Activity: Retype only the lines running from the beginning of the entries below to the line with "As a trail-camera wildlife monitoring system, detect every white", both included. Do not include pictures.

Provided information:
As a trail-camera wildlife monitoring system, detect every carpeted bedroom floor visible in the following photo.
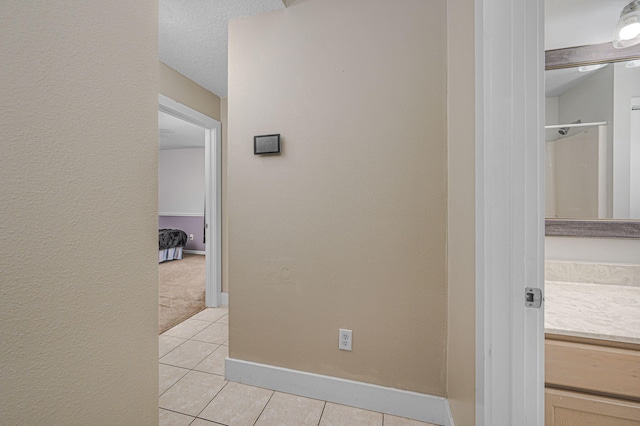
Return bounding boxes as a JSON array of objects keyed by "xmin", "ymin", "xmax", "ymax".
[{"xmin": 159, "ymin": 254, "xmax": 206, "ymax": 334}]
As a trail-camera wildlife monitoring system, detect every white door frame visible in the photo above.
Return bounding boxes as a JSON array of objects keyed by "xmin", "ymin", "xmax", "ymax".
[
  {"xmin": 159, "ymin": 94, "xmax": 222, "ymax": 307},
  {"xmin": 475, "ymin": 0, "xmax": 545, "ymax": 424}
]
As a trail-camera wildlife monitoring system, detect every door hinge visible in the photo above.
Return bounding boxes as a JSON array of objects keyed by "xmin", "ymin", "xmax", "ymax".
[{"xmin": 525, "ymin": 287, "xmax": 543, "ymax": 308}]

Solution for this task:
As a trail-camera wildlife monitoring system, detect every carpeted bedroom floor visible in the following photo.
Return bounding boxes as a JSON array of objects keyed by "xmin", "ymin", "xmax", "ymax".
[{"xmin": 159, "ymin": 254, "xmax": 206, "ymax": 334}]
As a trail-camera wildlife monitoring system, detect every white door frame visible in the photo above.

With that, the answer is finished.